TRY IT:
Read through the entries below and copy each line where "form" turns up.

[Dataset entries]
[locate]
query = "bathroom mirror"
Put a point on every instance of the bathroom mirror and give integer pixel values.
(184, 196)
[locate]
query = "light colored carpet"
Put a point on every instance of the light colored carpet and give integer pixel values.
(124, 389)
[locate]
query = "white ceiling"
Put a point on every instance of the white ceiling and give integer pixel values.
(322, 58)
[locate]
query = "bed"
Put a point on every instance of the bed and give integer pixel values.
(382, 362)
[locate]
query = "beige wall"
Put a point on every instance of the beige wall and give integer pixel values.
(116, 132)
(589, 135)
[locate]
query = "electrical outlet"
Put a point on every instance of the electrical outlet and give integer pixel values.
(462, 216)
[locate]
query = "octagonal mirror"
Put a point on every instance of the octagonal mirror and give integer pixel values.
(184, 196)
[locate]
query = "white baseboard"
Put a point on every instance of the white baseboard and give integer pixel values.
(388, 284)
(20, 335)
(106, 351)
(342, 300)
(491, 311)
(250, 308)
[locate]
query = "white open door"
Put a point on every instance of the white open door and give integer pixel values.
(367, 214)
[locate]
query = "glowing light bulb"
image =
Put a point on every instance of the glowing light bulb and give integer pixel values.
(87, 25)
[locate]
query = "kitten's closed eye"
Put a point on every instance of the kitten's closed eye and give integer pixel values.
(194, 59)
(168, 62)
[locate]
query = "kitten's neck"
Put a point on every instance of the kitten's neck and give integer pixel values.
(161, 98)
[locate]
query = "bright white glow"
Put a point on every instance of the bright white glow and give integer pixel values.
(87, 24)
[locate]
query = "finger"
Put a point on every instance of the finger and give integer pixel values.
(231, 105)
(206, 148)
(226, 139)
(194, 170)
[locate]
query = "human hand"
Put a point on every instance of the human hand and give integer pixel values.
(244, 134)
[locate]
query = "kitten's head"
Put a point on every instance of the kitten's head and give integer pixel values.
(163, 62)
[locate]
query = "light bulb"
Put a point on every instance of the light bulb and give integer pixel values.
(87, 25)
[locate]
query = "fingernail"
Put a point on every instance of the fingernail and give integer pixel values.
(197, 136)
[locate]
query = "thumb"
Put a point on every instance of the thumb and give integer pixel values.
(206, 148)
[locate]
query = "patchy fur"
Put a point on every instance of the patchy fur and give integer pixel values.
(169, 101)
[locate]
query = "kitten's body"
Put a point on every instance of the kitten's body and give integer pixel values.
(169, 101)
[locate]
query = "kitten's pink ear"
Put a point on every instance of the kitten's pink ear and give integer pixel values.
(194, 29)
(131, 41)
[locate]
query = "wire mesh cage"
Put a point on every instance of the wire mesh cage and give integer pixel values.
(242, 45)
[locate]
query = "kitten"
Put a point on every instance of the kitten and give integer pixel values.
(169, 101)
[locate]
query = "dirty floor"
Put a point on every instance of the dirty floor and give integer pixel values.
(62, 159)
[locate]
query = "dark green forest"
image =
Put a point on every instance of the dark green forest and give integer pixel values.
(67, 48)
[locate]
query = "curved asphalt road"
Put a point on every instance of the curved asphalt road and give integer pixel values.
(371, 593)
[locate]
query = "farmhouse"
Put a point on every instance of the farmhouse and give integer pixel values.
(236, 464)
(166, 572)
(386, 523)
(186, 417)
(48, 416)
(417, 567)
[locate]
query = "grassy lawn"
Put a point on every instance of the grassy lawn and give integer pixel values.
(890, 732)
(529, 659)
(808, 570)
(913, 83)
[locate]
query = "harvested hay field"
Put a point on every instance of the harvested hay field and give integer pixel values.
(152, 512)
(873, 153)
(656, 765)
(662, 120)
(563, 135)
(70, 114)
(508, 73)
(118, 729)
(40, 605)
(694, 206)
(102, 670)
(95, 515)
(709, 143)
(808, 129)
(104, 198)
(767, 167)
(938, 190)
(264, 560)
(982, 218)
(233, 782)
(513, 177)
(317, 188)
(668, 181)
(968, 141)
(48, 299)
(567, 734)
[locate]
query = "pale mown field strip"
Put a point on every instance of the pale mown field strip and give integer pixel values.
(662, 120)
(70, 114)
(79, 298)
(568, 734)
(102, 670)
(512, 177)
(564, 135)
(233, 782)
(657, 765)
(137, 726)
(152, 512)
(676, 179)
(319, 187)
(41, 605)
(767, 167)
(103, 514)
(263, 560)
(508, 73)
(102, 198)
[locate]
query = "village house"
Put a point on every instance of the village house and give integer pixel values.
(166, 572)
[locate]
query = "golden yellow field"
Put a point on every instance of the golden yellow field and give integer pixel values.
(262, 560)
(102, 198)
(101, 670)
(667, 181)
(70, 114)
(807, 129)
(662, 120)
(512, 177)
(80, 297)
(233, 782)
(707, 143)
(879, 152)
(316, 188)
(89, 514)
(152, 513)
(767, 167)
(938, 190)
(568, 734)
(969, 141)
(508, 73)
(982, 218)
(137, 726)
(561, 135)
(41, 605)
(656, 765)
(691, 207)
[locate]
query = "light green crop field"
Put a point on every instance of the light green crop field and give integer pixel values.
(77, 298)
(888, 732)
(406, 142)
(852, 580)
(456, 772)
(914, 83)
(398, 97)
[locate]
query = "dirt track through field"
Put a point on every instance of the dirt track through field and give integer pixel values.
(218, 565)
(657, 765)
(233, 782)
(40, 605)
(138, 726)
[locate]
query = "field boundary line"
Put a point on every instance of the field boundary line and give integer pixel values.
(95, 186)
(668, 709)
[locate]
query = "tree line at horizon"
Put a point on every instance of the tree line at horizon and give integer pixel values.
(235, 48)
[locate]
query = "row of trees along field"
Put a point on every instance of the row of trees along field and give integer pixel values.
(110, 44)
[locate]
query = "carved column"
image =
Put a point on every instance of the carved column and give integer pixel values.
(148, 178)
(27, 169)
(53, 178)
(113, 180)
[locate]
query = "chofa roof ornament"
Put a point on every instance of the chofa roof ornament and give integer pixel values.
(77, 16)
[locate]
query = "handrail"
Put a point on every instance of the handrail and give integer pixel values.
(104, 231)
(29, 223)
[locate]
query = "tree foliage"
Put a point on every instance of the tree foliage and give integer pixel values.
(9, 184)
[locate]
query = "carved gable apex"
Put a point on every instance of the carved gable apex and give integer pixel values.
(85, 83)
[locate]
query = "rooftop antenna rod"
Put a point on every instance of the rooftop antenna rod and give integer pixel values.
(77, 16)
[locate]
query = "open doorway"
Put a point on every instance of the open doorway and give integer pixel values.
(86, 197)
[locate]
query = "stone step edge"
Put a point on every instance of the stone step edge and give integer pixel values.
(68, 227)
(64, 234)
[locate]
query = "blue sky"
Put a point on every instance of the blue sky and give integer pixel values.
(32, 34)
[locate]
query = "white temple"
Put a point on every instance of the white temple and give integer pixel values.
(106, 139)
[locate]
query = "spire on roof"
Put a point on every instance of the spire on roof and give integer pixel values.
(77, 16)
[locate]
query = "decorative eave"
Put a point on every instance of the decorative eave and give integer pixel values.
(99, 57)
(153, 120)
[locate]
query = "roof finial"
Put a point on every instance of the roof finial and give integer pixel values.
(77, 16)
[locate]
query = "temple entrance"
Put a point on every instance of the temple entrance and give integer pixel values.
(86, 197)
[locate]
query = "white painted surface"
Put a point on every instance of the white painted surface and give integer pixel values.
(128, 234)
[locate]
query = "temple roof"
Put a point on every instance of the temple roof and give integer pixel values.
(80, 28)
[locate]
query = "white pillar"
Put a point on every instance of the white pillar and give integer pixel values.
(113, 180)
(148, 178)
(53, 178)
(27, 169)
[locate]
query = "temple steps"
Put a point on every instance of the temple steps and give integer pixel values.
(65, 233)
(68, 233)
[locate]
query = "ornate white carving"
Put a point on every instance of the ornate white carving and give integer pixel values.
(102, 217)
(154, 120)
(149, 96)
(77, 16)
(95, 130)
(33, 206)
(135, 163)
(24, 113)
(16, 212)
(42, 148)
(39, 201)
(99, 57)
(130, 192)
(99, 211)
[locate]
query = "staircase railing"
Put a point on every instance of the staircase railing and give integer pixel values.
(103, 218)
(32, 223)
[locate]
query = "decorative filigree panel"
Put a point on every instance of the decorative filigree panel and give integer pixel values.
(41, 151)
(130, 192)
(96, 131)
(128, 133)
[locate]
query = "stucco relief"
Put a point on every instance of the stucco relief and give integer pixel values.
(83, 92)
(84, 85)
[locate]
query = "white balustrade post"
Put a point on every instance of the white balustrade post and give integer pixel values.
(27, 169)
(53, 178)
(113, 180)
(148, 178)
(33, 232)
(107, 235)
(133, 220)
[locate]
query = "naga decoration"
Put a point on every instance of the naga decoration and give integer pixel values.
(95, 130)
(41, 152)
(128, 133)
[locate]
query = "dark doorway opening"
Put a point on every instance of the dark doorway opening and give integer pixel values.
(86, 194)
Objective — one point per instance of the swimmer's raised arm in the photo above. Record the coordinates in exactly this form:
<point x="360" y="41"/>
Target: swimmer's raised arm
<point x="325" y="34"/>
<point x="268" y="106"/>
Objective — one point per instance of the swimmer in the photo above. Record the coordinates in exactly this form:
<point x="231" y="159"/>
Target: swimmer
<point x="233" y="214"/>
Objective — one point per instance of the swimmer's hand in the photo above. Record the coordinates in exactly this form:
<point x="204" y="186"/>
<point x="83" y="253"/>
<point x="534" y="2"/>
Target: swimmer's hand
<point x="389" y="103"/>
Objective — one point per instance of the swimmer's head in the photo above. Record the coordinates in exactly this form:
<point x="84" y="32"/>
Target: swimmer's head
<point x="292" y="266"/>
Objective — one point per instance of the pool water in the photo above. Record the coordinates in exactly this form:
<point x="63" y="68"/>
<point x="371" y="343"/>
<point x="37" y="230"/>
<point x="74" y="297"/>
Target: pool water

PROBLEM SOLUTION:
Objective — one point per instance of the swimmer's raised arm in the photo above. Record the coordinates in exactly this form:
Objective — one point per instance of the swimmer in the photo above. Record the coordinates in exactly this form:
Objective — one point per instance of the swimmer's hand in the photo above. Record the coordinates in exactly this form:
Objective — one point per instance of the swimmer's head in the photo above. Record the coordinates in exactly this form:
Objective — one point per instance of the pool water in the photo above. Record the coordinates in exactly this form:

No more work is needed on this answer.